START Data listing
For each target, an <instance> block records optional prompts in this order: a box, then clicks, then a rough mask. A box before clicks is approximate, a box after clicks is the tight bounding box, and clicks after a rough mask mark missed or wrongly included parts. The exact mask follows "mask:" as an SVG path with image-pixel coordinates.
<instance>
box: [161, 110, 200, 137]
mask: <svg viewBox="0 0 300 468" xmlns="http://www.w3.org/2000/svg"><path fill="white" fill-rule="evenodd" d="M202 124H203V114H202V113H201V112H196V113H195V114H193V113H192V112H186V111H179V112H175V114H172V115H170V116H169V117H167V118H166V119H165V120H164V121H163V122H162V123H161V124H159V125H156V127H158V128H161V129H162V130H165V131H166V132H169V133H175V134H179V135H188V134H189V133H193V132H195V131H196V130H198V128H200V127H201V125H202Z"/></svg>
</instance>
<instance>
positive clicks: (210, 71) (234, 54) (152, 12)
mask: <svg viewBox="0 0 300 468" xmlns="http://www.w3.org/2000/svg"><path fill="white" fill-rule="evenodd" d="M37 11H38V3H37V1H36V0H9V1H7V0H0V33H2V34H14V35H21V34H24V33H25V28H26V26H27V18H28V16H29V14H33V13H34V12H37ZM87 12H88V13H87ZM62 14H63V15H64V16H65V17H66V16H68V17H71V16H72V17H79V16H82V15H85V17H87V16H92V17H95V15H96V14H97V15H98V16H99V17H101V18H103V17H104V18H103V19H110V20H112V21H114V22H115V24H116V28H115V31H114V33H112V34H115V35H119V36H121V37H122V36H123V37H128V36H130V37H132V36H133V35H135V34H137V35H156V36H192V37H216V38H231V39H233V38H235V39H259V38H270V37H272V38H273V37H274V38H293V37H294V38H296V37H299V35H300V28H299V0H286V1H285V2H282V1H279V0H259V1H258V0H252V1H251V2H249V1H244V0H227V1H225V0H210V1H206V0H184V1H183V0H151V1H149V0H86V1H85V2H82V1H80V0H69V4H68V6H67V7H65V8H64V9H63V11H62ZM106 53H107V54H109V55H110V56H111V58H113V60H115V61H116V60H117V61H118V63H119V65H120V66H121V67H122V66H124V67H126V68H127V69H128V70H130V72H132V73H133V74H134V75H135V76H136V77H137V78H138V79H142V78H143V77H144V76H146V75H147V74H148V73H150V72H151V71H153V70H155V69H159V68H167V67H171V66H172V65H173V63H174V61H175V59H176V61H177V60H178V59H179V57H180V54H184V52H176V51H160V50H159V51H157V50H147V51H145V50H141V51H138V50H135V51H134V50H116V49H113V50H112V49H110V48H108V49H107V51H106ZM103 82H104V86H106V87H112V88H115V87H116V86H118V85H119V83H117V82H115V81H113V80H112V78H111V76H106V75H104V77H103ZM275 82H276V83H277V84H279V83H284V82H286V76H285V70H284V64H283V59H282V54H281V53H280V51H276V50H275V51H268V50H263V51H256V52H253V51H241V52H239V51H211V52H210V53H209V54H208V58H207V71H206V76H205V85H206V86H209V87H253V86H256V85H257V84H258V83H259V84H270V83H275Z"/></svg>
END Data listing
**Required work**
Each entry, from start to finish, must be restated exactly.

**Result for this task**
For each target, an <instance> block records optional prompts in this order: a box, then clicks, then a rough mask. A box before clicks is approximate, a box after clicks is the tight bounding box, and clicks after a rough mask mark missed or wrongly included parts. The exact mask follows "mask:" as an SVG path with image-pixel coordinates.
<instance>
box: [161, 110, 200, 137]
mask: <svg viewBox="0 0 300 468" xmlns="http://www.w3.org/2000/svg"><path fill="white" fill-rule="evenodd" d="M202 124H203V114H202V113H201V112H196V113H195V114H193V113H192V112H186V111H179V112H175V114H172V115H170V116H169V117H167V118H166V119H165V120H164V121H163V122H162V123H161V124H159V125H156V127H158V128H161V129H162V130H165V131H166V132H169V133H175V134H179V135H188V134H189V133H193V132H195V131H196V130H198V128H200V127H201V125H202Z"/></svg>
</instance>
<instance>
positive clicks: (210, 71) (234, 54) (152, 12)
mask: <svg viewBox="0 0 300 468" xmlns="http://www.w3.org/2000/svg"><path fill="white" fill-rule="evenodd" d="M37 11H38V3H37V1H36V0H9V1H7V0H0V33H2V34H14V35H21V34H24V33H25V28H26V26H27V18H28V16H29V14H33V13H34V12H37ZM87 12H88V13H87ZM62 14H63V15H64V16H65V17H66V16H68V17H71V16H72V17H79V16H82V15H85V17H87V16H92V17H95V15H96V14H97V15H98V16H99V17H101V18H103V17H104V18H103V19H110V20H112V21H114V22H115V24H116V28H115V31H114V33H112V34H115V35H119V36H121V37H122V36H123V37H128V36H130V37H132V36H133V35H135V34H137V35H156V36H192V37H216V38H231V39H233V38H235V39H259V38H270V37H272V38H273V37H274V38H293V37H294V38H296V37H299V35H300V28H299V0H286V1H285V2H282V1H279V0H259V1H258V0H252V1H251V2H249V1H244V0H227V1H225V0H210V1H206V0H184V1H183V0H151V1H149V0H86V1H85V2H82V1H80V0H69V4H68V6H67V7H65V8H64V9H63V11H62ZM106 53H107V54H109V55H110V56H111V58H113V60H115V61H116V60H117V61H118V63H119V65H120V66H121V67H122V66H124V67H126V68H127V69H128V70H130V72H132V73H133V74H134V75H135V76H136V77H137V78H138V79H142V78H143V77H144V76H146V75H147V74H148V73H150V72H151V71H153V70H155V69H159V68H167V67H171V66H172V65H173V63H174V61H175V59H176V61H177V60H178V59H179V57H180V54H184V52H176V51H160V50H159V51H157V50H147V51H145V50H141V51H138V50H135V51H134V50H116V49H113V50H112V49H110V48H108V49H107V51H106ZM103 82H104V86H106V87H112V88H115V87H116V86H118V85H119V83H117V82H115V81H113V80H112V78H111V76H106V75H104V77H103ZM275 82H276V83H277V84H279V83H284V82H286V76H285V70H284V64H283V59H282V54H281V53H280V51H276V50H275V51H268V50H263V51H256V52H253V51H241V52H239V51H211V52H210V53H209V54H208V58H207V71H206V76H205V85H206V86H209V87H253V86H256V85H257V84H258V83H259V84H270V83H275Z"/></svg>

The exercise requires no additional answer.